─── Available records

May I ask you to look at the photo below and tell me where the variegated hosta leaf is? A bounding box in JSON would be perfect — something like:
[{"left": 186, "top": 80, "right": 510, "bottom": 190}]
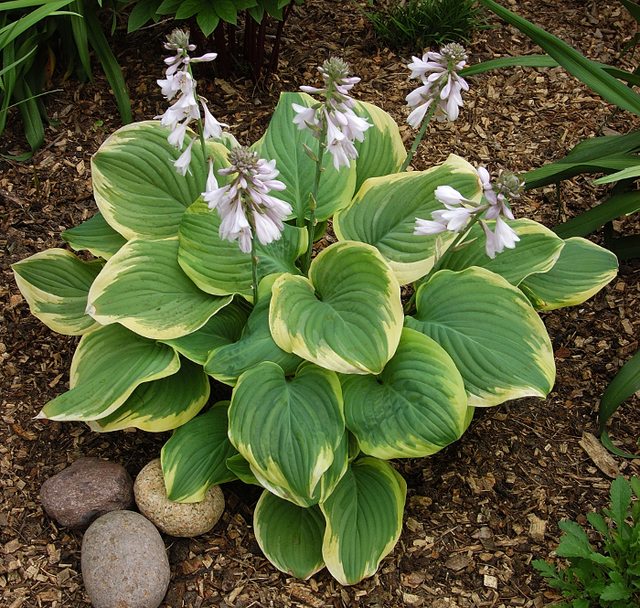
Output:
[
  {"left": 178, "top": 199, "right": 307, "bottom": 300},
  {"left": 321, "top": 457, "right": 406, "bottom": 586},
  {"left": 228, "top": 361, "right": 345, "bottom": 507},
  {"left": 161, "top": 401, "right": 239, "bottom": 503},
  {"left": 440, "top": 218, "right": 565, "bottom": 286},
  {"left": 405, "top": 267, "right": 555, "bottom": 407},
  {"left": 12, "top": 249, "right": 102, "bottom": 335},
  {"left": 205, "top": 281, "right": 302, "bottom": 385},
  {"left": 88, "top": 237, "right": 232, "bottom": 340},
  {"left": 162, "top": 299, "right": 249, "bottom": 365},
  {"left": 251, "top": 92, "right": 356, "bottom": 222},
  {"left": 270, "top": 241, "right": 403, "bottom": 375},
  {"left": 334, "top": 154, "right": 481, "bottom": 285},
  {"left": 61, "top": 212, "right": 127, "bottom": 260},
  {"left": 226, "top": 454, "right": 261, "bottom": 486},
  {"left": 519, "top": 237, "right": 618, "bottom": 310},
  {"left": 341, "top": 327, "right": 468, "bottom": 459},
  {"left": 88, "top": 358, "right": 210, "bottom": 433},
  {"left": 92, "top": 120, "right": 230, "bottom": 239},
  {"left": 38, "top": 324, "right": 180, "bottom": 421},
  {"left": 351, "top": 100, "right": 406, "bottom": 192},
  {"left": 254, "top": 490, "right": 326, "bottom": 579}
]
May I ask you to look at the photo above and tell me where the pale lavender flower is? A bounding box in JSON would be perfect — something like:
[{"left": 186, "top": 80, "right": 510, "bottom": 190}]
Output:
[
  {"left": 292, "top": 57, "right": 371, "bottom": 170},
  {"left": 406, "top": 43, "right": 469, "bottom": 126},
  {"left": 203, "top": 147, "right": 291, "bottom": 252},
  {"left": 174, "top": 137, "right": 196, "bottom": 176},
  {"left": 480, "top": 217, "right": 520, "bottom": 259}
]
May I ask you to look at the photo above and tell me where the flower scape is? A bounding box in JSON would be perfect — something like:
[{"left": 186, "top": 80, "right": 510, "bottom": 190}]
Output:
[{"left": 11, "top": 28, "right": 620, "bottom": 587}]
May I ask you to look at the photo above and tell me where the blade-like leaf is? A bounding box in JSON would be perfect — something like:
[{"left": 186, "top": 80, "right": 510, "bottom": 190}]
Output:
[
  {"left": 12, "top": 248, "right": 102, "bottom": 335},
  {"left": 459, "top": 54, "right": 558, "bottom": 77},
  {"left": 334, "top": 154, "right": 481, "bottom": 285},
  {"left": 270, "top": 241, "right": 404, "bottom": 375},
  {"left": 61, "top": 211, "right": 127, "bottom": 259},
  {"left": 341, "top": 327, "right": 467, "bottom": 459},
  {"left": 88, "top": 357, "right": 209, "bottom": 433},
  {"left": 229, "top": 361, "right": 345, "bottom": 507},
  {"left": 38, "top": 323, "right": 180, "bottom": 421},
  {"left": 254, "top": 491, "right": 326, "bottom": 579},
  {"left": 161, "top": 401, "right": 239, "bottom": 502},
  {"left": 406, "top": 267, "right": 555, "bottom": 407},
  {"left": 88, "top": 237, "right": 232, "bottom": 340},
  {"left": 321, "top": 457, "right": 406, "bottom": 586},
  {"left": 519, "top": 237, "right": 618, "bottom": 310}
]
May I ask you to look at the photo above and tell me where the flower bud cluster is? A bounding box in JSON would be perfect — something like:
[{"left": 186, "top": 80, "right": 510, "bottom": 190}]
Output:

──────

## Work instructions
Please state how many lines in the entries include the string "where", giving no more than the number.

## Exercise answer
5